Requirement>
Word for word, restate the records that appear below.

(Records from a dataset)
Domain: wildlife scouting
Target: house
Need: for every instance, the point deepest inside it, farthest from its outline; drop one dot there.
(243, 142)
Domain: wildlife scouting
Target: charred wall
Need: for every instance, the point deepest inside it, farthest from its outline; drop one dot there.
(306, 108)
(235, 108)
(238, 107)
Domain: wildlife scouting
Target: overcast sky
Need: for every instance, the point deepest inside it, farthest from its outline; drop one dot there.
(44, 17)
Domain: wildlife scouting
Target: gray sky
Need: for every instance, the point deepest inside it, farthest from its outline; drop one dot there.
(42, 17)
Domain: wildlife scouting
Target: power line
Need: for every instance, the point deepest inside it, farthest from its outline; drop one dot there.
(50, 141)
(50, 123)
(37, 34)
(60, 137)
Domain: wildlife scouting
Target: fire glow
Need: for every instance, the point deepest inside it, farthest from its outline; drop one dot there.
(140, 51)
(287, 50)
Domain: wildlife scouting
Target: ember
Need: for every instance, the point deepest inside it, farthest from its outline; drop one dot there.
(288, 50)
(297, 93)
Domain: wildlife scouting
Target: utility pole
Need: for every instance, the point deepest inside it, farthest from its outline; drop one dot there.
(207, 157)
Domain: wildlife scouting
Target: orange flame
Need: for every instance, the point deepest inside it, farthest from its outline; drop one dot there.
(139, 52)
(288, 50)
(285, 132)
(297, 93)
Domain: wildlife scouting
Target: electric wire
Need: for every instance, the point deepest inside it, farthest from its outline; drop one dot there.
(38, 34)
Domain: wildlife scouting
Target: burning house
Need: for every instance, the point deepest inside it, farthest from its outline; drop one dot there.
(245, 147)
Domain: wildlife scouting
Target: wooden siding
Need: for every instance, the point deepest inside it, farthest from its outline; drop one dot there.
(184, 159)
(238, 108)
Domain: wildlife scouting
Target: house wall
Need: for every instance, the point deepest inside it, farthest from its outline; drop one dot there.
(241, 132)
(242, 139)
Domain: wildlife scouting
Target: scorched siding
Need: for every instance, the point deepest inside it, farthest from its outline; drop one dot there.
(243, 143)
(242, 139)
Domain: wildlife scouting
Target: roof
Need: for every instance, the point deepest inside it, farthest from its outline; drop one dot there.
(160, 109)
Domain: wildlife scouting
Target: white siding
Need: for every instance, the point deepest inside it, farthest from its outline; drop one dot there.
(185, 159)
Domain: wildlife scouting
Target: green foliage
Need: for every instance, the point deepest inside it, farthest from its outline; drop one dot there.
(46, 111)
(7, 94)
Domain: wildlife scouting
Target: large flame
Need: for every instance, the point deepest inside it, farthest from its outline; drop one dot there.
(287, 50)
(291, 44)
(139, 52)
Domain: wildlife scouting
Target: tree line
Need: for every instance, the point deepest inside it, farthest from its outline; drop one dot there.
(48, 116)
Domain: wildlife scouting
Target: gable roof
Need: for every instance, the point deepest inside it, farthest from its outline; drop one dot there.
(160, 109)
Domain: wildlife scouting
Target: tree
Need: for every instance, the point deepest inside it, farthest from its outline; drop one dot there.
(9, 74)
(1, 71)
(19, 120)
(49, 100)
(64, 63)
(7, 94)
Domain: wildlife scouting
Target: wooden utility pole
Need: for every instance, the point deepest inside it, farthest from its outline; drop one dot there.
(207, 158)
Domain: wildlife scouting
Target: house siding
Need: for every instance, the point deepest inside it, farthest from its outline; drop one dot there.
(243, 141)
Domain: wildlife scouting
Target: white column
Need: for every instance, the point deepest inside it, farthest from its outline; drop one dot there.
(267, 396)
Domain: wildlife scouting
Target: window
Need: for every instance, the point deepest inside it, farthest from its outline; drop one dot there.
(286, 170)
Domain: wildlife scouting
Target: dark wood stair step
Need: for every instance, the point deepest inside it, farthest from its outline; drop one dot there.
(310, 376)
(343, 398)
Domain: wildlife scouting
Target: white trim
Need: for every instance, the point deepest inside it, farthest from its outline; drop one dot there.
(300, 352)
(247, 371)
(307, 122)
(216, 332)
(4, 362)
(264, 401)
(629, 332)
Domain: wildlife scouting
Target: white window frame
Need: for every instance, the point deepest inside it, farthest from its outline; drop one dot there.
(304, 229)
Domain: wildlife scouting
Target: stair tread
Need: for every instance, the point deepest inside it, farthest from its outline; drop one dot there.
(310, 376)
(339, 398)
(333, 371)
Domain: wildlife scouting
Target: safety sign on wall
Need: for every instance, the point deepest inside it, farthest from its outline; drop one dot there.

Task answer>
Domain: wildlife scouting
Target: house
Need: for every instance, the point deepest inside it, farthest from its outline; drop one dot there.
(243, 142)
Domain: wildlife scouting
Target: charred wall
Need: for every instance, the point deepest inside it, farthest from its outline; drop one dot there.
(306, 108)
(235, 108)
(238, 107)
Domain: wildlife scouting
Target: overcast sky
Need: for every instance, the point deepest inside it, farthest from its outline; drop one dot there.
(44, 17)
Domain: wildlife scouting
Target: gray sky
Need: for every instance, the point deepest inside it, farthest from its outline; drop one dot there.
(42, 17)
Domain: wildlife scouting
Target: power line
Need: for every instance, the point deepest inside it, farthest from its outline; drop one dot there.
(50, 141)
(50, 123)
(37, 34)
(60, 137)
Domain: wildlife scouting
Target: fire glow
Need: for every instance, the point deepest inside it, farthest from its outline; drop one dot there.
(140, 51)
(287, 50)
Domain: wildlife scouting
Target: ember
Need: for every instance, the point deepest inside it, farthest from its outline; drop one dot there.
(288, 50)
(297, 93)
Domain: wildlife scouting
Target: utility pole
Need: for every instance, the point deepest inside it, farthest from its outline; drop one dot there.
(207, 157)
Domain: wildlife scouting
Target: orange flame
Need: for every instance, the point deepest inside it, farthest from its outline; drop one dot there.
(139, 52)
(288, 50)
(285, 132)
(297, 93)
Domain: wildlife scouting
Target: electric wire
Need: for every instance, the point deepest inside it, farthest from its outline; drop one dot there.
(38, 34)
Domain: wildlife scouting
Target: burning house
Need: for every instance, the point deepest inside it, farthest from its outline; drop one dot there.
(245, 147)
Domain: wildlife scouting
Target: wooden siding
Need: for every instance, the point deepest inside it, farthest from its outline; drop one dot there.
(184, 159)
(238, 108)
Domain: wildlife scouting
Target: house wall
Need: for every instance, the point deepest inside it, farthest from its outline; drop one dot there.
(241, 132)
(242, 139)
Domain: wildlife scouting
Target: scorched siding
Need: for every instance, the point deepest inside it, farthest from its outline; drop one dot there.
(243, 143)
(242, 139)
Domain: wildlife scouting
Target: roof
Need: for every instance, the point deepest inside it, farthest from its outline; drop one dot there.
(160, 109)
Domain: wildlife scouting
Target: white siding
Need: for every instance, the point deepest inside it, farthest from its outline; drop one dot there.
(185, 159)
Domain: wildlife scouting
Target: green foliage
Need: for every instance, the point deepest inside it, farthest from its outline; drop one dot there.
(46, 111)
(7, 94)
Domain: wildlife scouting
Target: large flame
Need: for every instance, the point deepest inside it, farthest from its outline; drop one dot there.
(287, 50)
(291, 44)
(139, 52)
Domain: wildlife scouting
Target: tree line
Need: for every instance, the point deepest inside it, farthest from its outline; drop one dot there.
(48, 116)
Domain: wildlife scouting
Target: gable roof
Need: for every instance, the point deepest inside it, farthest from its outline; drop one dot there.
(160, 109)
Domain: wildlife scouting
Target: tree
Need: for every instance, the point deepest inside it, farthest from its outline; drop one dot there.
(9, 74)
(1, 71)
(19, 120)
(49, 100)
(64, 63)
(7, 94)
Domain: wildlife scouting
Target: wooden utility pole
Need: for every instance, the point deepest inside it, farthest from its outline; drop one dot there.
(207, 158)
Domain: wildlife scouting
Target: house siding
Need: for every instance, the point deepest inside it, farthest from its outline; drop one dot there.
(243, 141)
Domain: wildlife scouting
Target: white column
Need: for every instance, the point deepest inside it, farthest from its outline; drop one dot there.
(267, 396)
Domain: wildlife scouting
Target: window
Need: for every instance, the point deepest inside it, farthest from its outline; drop one dot there.
(286, 170)
Domain: wildlife scouting
Target: dark wood stair step
Need: for every instance, the point deepest inside it, farthest from its outline; drop one dot there.
(310, 376)
(343, 398)
Domain: wildlife scouting
Target: white trim
Need: for every instance, the point deepest inside it, farthest from its outline; drop one dot there.
(300, 352)
(247, 371)
(307, 122)
(216, 332)
(4, 362)
(264, 401)
(629, 332)
Domain: wildlife scouting
Target: white window frame
Need: for every instance, the point deepest inside it, farthest from its outline; drop one dot there.
(304, 229)
Domain: wildlife scouting
Target: stair tread
Need: for every instance, the point deepest inside it, farthest from its outline; drop one dot there.
(310, 376)
(339, 398)
(333, 371)
Domain: wildlife scouting
Target: safety sign on wall
Need: for every instance, the point deepest inside it, farthest from its outline; drop one dot there.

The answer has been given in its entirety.